GIVEN INSTRUCTION: Rewrite all the records, replacing every "Annotate" with "Mark" and leaving everything else unchanged. Omit the pictures from your answer.

--- start of PROVIDED RECORDS ---

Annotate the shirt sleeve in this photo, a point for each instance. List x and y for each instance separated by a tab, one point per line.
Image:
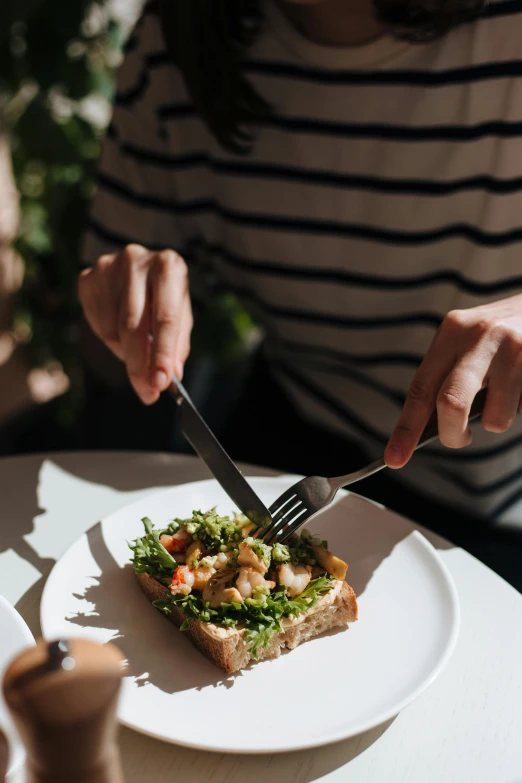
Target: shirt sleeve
133	187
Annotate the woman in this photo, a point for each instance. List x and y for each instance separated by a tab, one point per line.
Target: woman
352	172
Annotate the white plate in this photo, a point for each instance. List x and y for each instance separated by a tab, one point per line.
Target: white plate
15	636
328	689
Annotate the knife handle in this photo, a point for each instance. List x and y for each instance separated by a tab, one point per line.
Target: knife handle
63	698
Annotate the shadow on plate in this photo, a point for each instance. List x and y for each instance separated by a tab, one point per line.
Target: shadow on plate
156	652
159	654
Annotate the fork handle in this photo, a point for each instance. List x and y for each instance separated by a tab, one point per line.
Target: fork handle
429	434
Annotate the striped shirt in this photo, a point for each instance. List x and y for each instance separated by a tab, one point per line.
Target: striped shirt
384	189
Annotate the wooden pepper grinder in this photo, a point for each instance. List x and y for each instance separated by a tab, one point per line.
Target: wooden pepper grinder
4	756
63	698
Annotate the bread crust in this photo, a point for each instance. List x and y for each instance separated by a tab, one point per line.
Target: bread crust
226	647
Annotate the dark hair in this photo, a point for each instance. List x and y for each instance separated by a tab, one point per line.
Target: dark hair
208	39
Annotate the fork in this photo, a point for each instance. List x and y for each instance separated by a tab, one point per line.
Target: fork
309	496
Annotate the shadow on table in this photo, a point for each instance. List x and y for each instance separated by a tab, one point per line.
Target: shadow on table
306	766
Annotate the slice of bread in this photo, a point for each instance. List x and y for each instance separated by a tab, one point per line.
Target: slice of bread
226	647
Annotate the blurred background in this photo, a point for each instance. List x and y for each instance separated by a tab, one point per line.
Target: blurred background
58	61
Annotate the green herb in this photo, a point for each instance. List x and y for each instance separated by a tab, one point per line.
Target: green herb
260	618
263	551
150	556
281	553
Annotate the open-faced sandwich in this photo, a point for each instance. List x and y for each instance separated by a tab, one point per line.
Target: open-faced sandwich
237	598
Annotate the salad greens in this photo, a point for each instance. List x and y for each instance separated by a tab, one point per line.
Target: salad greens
260	616
150	557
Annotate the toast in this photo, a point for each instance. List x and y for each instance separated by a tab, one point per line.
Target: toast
227	648
237	598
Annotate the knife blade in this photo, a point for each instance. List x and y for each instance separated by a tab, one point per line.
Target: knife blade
207	446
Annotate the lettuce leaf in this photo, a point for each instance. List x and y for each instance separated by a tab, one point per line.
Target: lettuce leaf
150	556
260	618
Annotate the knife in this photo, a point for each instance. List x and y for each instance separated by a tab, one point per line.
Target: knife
207	446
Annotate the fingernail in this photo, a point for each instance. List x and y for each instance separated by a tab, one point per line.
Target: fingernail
394	456
160	380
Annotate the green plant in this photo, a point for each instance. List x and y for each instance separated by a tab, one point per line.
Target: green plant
57	69
56	78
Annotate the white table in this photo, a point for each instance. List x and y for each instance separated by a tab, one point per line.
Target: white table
467	728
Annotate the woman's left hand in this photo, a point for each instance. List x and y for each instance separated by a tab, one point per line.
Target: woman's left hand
472	349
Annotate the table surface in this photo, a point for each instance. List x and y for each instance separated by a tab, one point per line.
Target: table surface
465	729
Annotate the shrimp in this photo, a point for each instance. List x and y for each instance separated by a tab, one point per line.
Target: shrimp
219	589
176	543
294	578
201	576
249	579
222	560
182	580
248	557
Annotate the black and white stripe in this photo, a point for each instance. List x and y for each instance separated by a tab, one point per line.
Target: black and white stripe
377	198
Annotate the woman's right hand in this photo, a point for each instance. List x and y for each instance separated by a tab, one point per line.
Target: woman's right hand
137	301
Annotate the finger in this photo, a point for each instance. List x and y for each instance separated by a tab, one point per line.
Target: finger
456	396
420	400
134	327
504	387
183	346
169	292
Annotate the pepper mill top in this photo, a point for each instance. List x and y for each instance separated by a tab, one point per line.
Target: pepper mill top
63	698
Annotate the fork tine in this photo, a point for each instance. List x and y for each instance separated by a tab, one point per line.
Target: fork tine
296	523
278	518
286	524
282	500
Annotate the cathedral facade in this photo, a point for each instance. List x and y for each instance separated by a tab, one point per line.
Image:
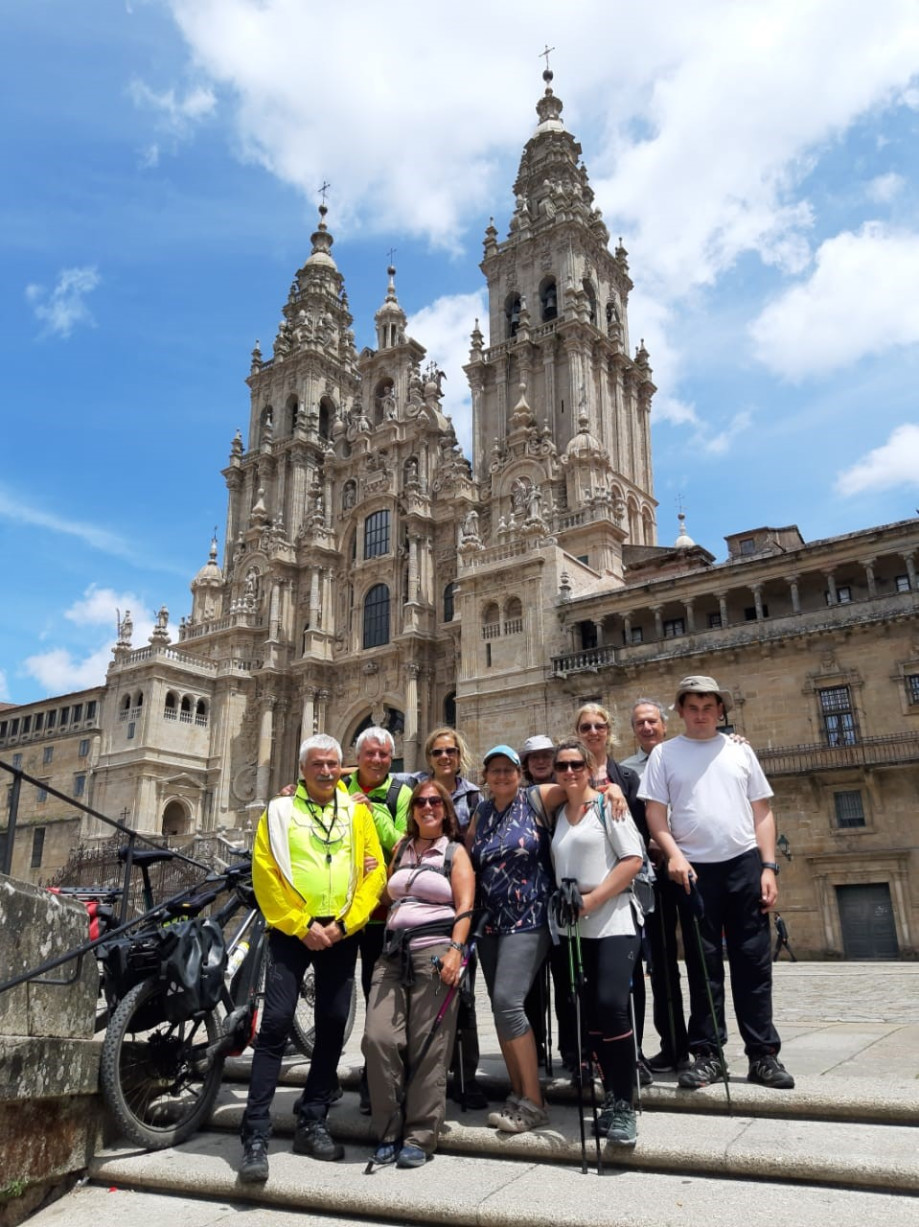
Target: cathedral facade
373	574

--- end of PROVIDED RECORDS ---

PROBLEM SOLUTION:
Mark the shirt sleeve in this photo, a point for each instance. List x and y for each instance separated by a tab, one point per line.
Image:
Target: shirt sleeve
133	187
Mark the woman in this photo, a point for each instance. List x and y for each instance separated by a tab, one point per line.
Target: woman
352	172
Mark the white plate in this photo, a point for each instance. List x and y for each instance separated by a tab, one point per line.
Target: white plate
15	636
328	689
Mark the knife handle in this photo, a point for each instance. List x and y for each instance separated by a tab, one point per line.
Target: knife handle
63	698
Mark the shadow on plate in this photo, a point for each instance. List x and y for each instance separated by a tab, one point per line.
Target: shadow on plate
156	652
159	654
Mark the fork handle in this photo, a point for each instance. List x and y for each instance separated by a tab, one point per line.
Target: fork handle
429	434
Mark the striped shirt in this photo, a point for each instance. List x and y for each instance separated by a tab, one point per line.
Target: striped shirt
384	189
Mark the wooden pepper grinder in this photo, a point for each instance. List x and y for each instance separated by a tab, one point per line.
Target: wooden pepper grinder
4	756
63	698
Mark the bread crust in this photo, a point for each instance. List x and y for each instance separated by a tab, one point per line.
Target: bread crust
226	647
Mark the dark hair in this photo, a point for each instance. List x and y for each instance separated by a tab, one point per line.
Target: dark hair
208	39
Mark the fork in this photo, a point for each instance. List x and y for each instance separated by a tab, one point per line.
Target: fork
309	496
Mark the shadow on table in this photo, a point for each instance. List x and y for each instance separated by a tab, one point per line.
Target: shadow on table
306	766
Mark the slice of bread in this photo, a point for each instance. List x and y for each instance separated by a tab, one point per line.
Target: slice of bread
226	647
Mark the blurred background in this photo, a point for each instance. List x and y for each instance separated by a tab, one point per line.
Target: blurred background
58	61
Mark the green herb in this photo, a point for each instance. List x and y for each instance separated by a tab, one point per line.
Target: green herb
260	618
263	551
150	556
281	553
Mark the open-faced sandwich in this photo, a point for each instance. List x and y for each instance separated by a tab, one point per line.
Target: open-faced sandwich
237	598
Mark the salad greens in this photo, a point for each instance. List x and y for each instance separated by a tab, one point per line.
Target: salad greens
260	616
150	557
Mark the toast in this photo, a point for each instance. List x and y for each instance separated by a tab, one point per line.
Target: toast
227	648
237	598
Mark the knife blade in this photo, a point for each instance. List x and y for each instance separated by a tab, one point per line.
Target: knife blade
207	446
Mark the lettuce leaf in this photo, a point for each instance. List x and y for each instance separated by a tab, one point per line.
Target: lettuce leaf
150	556
260	618
Mark the knife in this photo, a point for each instance. List x and y for each instance separated by a tab, one point per line.
Target: knife
207	446
Mark the fingernail in this photo, a point for each instance. List x and y for each instance separated by a tab, one point per line.
Target: fingernail
394	456
160	380
Mark the green plant in this photo, a point for each instance. List x and y for each instance separated by a tab, one point per line.
Target: green plant
57	69
56	78
Mark the white table in this photo, a point for each instance. List x and y for each instance separated by a tab, one point per line.
Target: white table
467	728
Mark the woman's left hand in this photo, a point for each instance. List x and y for each instance separated by a tab, one point per line.
Target: woman's left hand
472	349
Mark the table surface in this photo, a point for each instance. List x and y for each instance separated by a tab, one point per line.
Target: table surface
465	729
Mark the shrimp in this photo, a point for each instance. List x and y for each instance separated by a tab, one point per line.
Target: shrimp
219	589
176	543
294	578
201	576
249	579
222	560
182	580
248	557
Mark the black and white stripe in this photo, a point for each instance. List x and y for each instance separated by a tab, one point per line.
Target: black and white stripe
377	198
Mark the woman's right hand in this photo, a point for each instance. List x and y for each instance separated by a tab, one point per line.
Target: woman's right hand
137	301
Mark the finger in this photo, a point for each instance. List x and y for each instance separated by a tab, one point per line.
Target: finger
456	396
420	400
134	327
504	387
183	346
169	292
Mark the pepper mill top in this photo, a point for each instance. List x and y for each instance separated by a tab, one point per line.
Target: pepper mill top
63	698
Mark the fork tine in this photo, a point for each instance. List x and y for each instance separated by a tab, one point per line.
Target: fork tine
296	523
278	518
286	524
282	500
Mark the cathedral facade in this photo, a point for each instance. List x and y for each instance separated by a tab, one point per line.
Image:
Target: cathedral facade
373	574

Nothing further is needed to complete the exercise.